EXTRACT TO READ section start

4. Why can only China grow these kinds of “monsters”?

Three key conditions make this system especially effective in China:

i. Increasing social atomization
      China now has around 320 million flexibly employed people — nearly half of its 700+ million labor force. Many lack stable employers and work in highly individualized, gig-style arrangements. This gives algorithm platforms a massive pool of atomized users and workers. The West hasn’t reached this stage yet, largely due to unions, industry associations, and legal protections. But in the AI era, societies worldwide are likely heading in this direction — exactly the environment these platforms are built to thrive in.

ii. Few traditional brakes or constraints
      Western platforms face unions, lawsuits, and public scrutiny that limit how aggressively they can compete. Chinese platforms operate with fewer external restraints because the system favors atomization for social stability reasons.

iii. Highly concentrated government power
      Western governments that want to regulate algorithms often hit limits from checks and balances. China’s government can set rules, summon companies, and adjust enforcement granularity more directly. This gives the “jar keeper” strong control over the arena.

      Inside this jar, algorithms don’t just target consumers — they also manage delivery riders and small merchants (tiny restaurants, shops, etc.). The government uses frequent guidelines and meetings, mainly targeting big platforms (because they’re large enough and responsive), to keep the whole system stable. High-profile actions, like pulling Didi back from the stock market, serve as strong signals.

5. How powerful are these “monsters” once they go global?

       Once they leave the jar, these companies show remarkable strength. TikTok dominates global short video. Temu disrupts Western e-commerce with ultra-low prices. Shein has taken fast fashion worldwide.

      Meituan and Didi are expanding into Hong Kong, Southeast Asia, Brazil, and the Middle East.

      Local traditional businesses struggle to compete. These companies were forged in China’s most brutal market conditions: they understand human psychology deeply, squeeze efficiency relentlessly, and know exactly how to dance on the edge of rules.

EXTRACT TO READ section end
DATA SECTION section start

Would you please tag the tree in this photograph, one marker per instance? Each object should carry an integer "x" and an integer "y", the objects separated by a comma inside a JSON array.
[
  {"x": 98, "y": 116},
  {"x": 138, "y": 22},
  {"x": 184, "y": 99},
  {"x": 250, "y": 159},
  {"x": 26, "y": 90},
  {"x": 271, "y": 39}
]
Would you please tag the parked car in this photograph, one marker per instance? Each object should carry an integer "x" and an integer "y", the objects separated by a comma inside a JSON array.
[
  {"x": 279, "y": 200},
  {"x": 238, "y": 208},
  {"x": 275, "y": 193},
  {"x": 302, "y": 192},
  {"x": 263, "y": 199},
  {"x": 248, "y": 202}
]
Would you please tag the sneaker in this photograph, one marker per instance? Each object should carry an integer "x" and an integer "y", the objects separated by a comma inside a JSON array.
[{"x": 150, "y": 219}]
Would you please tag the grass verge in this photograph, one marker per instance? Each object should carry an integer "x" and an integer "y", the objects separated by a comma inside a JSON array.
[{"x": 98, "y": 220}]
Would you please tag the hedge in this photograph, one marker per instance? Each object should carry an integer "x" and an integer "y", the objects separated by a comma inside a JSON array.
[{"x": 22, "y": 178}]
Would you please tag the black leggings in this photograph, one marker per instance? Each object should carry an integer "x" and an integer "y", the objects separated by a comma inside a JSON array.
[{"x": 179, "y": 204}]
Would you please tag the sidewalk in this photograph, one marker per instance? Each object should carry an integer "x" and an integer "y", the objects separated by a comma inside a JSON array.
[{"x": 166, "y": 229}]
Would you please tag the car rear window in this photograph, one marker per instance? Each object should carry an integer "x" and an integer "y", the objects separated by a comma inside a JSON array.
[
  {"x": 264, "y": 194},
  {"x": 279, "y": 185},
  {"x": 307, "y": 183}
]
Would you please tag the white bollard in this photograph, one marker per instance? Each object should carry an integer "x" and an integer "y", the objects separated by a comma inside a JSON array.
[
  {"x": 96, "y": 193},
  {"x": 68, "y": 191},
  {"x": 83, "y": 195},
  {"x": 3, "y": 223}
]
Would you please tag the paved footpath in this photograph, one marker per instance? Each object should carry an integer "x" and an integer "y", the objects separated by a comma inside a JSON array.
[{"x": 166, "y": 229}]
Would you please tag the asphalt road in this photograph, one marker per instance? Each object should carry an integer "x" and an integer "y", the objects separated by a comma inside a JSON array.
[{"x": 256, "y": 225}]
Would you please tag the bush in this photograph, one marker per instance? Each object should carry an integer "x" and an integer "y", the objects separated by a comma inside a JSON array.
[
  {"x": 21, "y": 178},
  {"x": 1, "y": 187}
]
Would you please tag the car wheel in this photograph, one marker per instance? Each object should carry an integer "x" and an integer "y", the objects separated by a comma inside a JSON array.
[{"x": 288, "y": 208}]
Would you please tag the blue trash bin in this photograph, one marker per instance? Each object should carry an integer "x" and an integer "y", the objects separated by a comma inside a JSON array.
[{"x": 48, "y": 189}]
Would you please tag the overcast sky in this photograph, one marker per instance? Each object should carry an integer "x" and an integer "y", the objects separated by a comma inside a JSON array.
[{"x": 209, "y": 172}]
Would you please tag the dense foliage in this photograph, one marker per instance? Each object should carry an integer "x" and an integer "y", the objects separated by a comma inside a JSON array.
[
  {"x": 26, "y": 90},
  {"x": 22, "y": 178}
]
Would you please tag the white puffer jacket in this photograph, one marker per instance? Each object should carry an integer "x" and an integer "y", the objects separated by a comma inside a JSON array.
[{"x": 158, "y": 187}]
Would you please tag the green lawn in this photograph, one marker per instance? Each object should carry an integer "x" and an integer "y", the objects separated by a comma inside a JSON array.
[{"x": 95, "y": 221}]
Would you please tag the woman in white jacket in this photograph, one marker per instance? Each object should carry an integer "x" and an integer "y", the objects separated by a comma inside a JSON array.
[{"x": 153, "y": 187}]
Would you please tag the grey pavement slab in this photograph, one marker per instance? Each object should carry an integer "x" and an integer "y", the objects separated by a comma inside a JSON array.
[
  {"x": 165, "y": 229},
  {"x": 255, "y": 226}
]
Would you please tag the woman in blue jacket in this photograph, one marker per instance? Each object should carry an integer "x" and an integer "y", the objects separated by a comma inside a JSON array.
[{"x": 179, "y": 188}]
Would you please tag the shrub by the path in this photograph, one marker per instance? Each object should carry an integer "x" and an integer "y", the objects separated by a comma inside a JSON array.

DATA SECTION section end

Resume the text about Chinese platform companies, starting after its final sentence. The rows have no connection to the text.

EXPECTED ANSWER:
      They often expand using a “scout” approach — small overseas-registered teams or entities test the waters while parent companies provide resources and subsidies. Once they scale, they become hard to dislodge. TikTok, for example, set up a U.S. data-management company, but the core algorithm and operations remain under ByteDance control.

6. The cost — and the open question

      This gu-jar system is undeniably powerful. It has allowed China to lead in adapting algorithms to an atomized society and has produced a batch of globally competitive platforms.

      Yet the jar is fed by hundreds of millions of ordinary people who have been repeatedly “bitten”: delivery workers facing tighter time windows and lower pay, small merchants operating on razor-thin margins, and consumers navigating information asymmetry and algorithmic nudges.

      When a society is largely connected and managed through algorithms, and the main restraining force rests with the government alone, life inside the jar can feel precarious.

      The AI era is only beginning. Atomization will deepen, algorithms will grow stronger. The surviving “monsters” will only become more potent.

      The real question is this: Besides the jar keeper’s hand on the lid, can the people inside also hold onto a rope of their own — some form of meaningful counterbalance?

      There is no clear answer yet. But for anyone who has been shaped by these algorithms — and who has shaped others through them — it’s a question worth keeping in mind.